▶ _Problem details_
Quote the rows below verbatim, from the first row up to and including the line that contains "565), (110, 1085)]".

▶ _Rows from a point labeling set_
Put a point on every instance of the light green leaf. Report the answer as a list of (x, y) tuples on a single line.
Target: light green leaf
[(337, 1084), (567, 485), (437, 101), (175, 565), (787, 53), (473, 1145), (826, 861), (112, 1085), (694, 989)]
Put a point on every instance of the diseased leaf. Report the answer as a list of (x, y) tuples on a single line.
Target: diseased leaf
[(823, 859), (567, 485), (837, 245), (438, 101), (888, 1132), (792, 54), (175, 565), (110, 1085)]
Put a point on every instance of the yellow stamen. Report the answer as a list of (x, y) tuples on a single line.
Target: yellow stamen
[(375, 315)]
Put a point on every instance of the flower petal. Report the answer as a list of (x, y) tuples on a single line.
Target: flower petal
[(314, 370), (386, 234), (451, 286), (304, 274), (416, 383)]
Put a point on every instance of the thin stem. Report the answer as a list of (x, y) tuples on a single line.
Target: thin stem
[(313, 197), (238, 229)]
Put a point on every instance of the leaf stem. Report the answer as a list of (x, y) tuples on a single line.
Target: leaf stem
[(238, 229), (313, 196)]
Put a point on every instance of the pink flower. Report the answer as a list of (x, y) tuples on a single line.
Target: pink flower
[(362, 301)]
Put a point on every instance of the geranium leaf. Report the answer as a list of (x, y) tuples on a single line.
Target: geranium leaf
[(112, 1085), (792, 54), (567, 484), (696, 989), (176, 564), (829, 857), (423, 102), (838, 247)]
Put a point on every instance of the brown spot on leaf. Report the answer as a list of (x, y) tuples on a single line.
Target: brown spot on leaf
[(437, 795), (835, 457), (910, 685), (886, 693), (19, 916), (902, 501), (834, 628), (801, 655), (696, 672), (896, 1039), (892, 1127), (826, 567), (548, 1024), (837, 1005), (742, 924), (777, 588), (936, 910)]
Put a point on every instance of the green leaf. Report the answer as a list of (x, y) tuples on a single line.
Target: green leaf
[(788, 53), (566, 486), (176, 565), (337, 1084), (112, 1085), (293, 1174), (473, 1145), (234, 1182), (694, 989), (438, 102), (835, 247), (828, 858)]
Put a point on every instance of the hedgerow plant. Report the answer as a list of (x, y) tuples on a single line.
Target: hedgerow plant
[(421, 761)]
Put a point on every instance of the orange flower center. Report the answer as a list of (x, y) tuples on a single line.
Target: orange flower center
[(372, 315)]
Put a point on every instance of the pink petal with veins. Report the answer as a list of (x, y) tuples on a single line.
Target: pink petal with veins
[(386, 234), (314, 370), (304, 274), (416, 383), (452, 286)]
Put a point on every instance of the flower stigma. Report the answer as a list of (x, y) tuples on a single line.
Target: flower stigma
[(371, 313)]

▶ _Result for this task_
Put a point on every instance of the light green leaf. Report the answer as a list of (x, y) tuples on a single line.
Target: light green leaf
[(337, 1084), (567, 485), (437, 101), (175, 565), (787, 53), (473, 1145), (826, 861), (112, 1085), (694, 989)]
Put a point on every instance of the diseased leaf. Report the answer as a list of (x, y) tuples on a single line.
Target: diseased leaf
[(823, 859), (567, 485), (837, 245), (438, 101), (888, 1132), (792, 54), (175, 565), (110, 1085)]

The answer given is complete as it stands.